• _Description of the task_
Below are lines of data; restate word for word those running from the line containing "[(207, 11), (451, 6), (679, 182), (383, 948)]" to the line containing "[(775, 708)]", inclusive, and no others.

(Dataset records)
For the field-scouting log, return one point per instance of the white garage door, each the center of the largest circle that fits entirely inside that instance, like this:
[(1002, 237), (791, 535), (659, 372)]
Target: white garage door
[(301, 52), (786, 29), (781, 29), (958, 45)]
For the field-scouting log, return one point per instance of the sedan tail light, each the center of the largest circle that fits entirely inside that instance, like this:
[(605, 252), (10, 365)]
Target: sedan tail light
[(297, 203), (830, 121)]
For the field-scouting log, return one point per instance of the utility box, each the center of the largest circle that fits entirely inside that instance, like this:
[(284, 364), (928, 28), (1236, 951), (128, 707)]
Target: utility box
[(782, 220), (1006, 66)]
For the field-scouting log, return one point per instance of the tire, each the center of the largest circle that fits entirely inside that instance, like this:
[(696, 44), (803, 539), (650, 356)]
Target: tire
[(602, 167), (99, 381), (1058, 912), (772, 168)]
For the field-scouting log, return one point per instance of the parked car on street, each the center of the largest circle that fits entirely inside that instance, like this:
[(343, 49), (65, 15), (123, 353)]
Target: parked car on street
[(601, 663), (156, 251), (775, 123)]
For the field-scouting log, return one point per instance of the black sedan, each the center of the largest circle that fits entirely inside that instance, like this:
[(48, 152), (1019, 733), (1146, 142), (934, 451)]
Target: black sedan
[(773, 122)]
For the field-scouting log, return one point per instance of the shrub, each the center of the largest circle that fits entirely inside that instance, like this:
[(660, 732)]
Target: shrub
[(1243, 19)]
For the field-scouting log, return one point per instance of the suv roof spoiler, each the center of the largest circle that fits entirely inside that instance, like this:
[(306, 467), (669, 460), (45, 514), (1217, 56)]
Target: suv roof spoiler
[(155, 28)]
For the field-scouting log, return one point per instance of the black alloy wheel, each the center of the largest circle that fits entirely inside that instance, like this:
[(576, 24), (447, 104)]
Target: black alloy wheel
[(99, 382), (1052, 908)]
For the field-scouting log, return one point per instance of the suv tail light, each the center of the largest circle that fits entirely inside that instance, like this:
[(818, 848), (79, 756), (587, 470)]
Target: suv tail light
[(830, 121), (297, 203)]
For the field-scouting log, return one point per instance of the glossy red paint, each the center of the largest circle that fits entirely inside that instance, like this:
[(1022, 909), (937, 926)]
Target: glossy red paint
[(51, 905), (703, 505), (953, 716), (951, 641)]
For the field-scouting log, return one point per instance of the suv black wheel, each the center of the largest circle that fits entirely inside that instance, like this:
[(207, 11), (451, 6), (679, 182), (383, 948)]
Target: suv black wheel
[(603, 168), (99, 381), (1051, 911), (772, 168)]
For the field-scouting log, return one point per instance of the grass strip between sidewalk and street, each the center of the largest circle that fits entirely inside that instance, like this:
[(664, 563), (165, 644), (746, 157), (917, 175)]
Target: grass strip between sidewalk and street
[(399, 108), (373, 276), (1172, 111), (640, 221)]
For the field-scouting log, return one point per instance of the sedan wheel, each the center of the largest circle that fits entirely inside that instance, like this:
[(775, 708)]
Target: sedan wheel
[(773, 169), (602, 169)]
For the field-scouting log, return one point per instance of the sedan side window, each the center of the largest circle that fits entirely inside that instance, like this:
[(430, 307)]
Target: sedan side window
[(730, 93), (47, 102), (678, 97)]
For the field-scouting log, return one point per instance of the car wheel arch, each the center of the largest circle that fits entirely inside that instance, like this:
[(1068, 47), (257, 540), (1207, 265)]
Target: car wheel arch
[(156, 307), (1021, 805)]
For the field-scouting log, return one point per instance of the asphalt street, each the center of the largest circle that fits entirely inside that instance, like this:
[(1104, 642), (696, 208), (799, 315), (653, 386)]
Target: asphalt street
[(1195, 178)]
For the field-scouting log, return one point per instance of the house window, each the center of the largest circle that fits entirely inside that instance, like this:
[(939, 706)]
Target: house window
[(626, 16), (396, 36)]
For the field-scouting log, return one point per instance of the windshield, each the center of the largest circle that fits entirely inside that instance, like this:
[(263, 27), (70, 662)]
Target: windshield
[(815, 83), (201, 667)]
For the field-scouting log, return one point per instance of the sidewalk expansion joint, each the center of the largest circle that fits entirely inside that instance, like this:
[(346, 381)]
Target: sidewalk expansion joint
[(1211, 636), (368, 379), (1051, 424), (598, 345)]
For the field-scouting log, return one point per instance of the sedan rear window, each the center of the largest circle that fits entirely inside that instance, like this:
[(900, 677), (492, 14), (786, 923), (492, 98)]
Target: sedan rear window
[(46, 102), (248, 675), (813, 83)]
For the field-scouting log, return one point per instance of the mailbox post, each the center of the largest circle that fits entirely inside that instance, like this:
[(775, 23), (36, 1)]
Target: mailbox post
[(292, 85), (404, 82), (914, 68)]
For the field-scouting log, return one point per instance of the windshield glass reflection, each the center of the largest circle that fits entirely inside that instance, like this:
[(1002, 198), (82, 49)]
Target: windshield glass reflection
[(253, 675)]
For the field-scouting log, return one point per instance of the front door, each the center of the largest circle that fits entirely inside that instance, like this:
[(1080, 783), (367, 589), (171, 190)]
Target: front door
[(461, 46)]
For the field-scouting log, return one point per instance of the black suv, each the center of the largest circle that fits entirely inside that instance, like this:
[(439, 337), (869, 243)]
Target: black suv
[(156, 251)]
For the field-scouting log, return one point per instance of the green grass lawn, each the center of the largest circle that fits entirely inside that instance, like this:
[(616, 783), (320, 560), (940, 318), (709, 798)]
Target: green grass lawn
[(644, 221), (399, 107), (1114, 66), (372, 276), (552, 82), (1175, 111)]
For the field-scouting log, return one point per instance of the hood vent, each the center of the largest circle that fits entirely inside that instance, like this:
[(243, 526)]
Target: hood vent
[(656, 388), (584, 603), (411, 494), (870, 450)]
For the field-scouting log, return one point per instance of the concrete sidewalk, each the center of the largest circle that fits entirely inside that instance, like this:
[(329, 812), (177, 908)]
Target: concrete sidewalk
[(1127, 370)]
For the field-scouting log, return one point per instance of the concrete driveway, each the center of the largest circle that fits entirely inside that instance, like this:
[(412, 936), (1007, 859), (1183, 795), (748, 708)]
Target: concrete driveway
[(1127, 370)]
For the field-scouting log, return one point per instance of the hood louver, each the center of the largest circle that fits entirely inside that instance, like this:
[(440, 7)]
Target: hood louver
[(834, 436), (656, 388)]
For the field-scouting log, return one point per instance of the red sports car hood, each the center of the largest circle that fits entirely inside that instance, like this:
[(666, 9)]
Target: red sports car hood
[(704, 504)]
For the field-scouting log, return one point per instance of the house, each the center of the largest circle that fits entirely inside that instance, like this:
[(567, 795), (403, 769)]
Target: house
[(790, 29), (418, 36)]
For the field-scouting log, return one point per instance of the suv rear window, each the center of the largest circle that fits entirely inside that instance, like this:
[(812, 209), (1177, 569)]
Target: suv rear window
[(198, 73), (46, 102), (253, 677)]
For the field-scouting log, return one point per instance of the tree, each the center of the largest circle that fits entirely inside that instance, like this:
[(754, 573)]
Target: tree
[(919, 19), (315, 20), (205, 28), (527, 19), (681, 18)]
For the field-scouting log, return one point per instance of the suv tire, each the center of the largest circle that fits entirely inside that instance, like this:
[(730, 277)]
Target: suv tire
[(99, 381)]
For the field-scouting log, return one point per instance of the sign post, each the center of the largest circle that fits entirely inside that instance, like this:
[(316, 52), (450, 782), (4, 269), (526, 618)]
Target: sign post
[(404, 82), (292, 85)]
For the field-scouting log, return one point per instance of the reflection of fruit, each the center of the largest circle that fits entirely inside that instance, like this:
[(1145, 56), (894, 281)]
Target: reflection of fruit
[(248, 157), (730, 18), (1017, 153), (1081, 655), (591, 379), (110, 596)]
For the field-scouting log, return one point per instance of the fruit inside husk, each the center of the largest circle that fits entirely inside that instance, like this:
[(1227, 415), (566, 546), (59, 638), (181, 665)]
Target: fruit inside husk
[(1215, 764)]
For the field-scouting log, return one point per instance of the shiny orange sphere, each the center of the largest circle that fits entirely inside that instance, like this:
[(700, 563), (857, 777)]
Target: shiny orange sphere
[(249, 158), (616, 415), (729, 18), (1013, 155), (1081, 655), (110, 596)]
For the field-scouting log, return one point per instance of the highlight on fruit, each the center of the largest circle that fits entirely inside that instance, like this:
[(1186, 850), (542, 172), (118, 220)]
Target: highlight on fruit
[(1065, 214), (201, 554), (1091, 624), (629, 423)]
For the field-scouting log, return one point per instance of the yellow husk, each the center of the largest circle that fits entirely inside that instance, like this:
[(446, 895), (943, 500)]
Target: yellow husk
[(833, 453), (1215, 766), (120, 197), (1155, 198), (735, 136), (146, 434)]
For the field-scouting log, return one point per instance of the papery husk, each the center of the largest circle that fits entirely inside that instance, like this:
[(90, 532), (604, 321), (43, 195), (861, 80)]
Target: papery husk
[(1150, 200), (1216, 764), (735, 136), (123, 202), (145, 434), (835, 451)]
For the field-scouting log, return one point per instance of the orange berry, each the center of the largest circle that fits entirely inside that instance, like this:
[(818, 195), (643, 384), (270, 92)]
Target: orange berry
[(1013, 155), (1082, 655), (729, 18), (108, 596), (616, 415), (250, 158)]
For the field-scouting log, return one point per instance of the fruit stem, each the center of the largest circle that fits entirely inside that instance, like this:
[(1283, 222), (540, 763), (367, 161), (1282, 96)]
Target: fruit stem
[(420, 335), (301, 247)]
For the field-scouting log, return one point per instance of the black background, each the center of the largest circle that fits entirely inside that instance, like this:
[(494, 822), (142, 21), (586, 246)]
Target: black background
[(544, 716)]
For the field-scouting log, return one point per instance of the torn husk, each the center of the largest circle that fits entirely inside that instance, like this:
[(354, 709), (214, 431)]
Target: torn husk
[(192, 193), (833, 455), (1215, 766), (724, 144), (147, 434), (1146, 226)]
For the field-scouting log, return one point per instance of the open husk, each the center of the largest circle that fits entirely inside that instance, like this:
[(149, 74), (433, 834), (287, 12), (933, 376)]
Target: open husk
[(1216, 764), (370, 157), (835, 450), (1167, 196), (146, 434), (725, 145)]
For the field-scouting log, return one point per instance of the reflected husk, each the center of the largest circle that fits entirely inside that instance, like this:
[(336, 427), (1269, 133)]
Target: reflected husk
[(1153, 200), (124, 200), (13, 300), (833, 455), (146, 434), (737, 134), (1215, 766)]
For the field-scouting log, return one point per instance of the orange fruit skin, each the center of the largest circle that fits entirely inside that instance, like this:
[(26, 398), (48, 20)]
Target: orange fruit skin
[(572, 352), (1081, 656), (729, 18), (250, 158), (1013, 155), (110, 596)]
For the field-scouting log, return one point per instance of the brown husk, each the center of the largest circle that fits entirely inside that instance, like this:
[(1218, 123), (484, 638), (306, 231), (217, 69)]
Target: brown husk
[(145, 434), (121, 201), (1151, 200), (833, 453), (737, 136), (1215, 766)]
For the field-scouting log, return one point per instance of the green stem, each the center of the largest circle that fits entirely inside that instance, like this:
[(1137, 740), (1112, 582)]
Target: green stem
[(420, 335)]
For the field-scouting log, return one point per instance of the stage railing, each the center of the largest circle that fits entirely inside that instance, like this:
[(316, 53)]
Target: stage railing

• _Answer space_
[(207, 11), (451, 6), (679, 182), (383, 948)]
Target: suv black wheel
[(603, 168), (99, 381), (1051, 911), (772, 168)]
For the field-scouting log, return one point per instance of the grass strip between sidewalk and street, each the center of the largest circle that fits entirely inside that instance, like this:
[(664, 563), (165, 644), (746, 157), (917, 175)]
Target: grass strip between sidewalk and street
[(399, 108), (373, 276), (1172, 111), (640, 221)]
For the field-scouting log, return one point per instance of the sedan wheel, each the center of the largest circle that fits entirely inside that instance, like this:
[(775, 708)]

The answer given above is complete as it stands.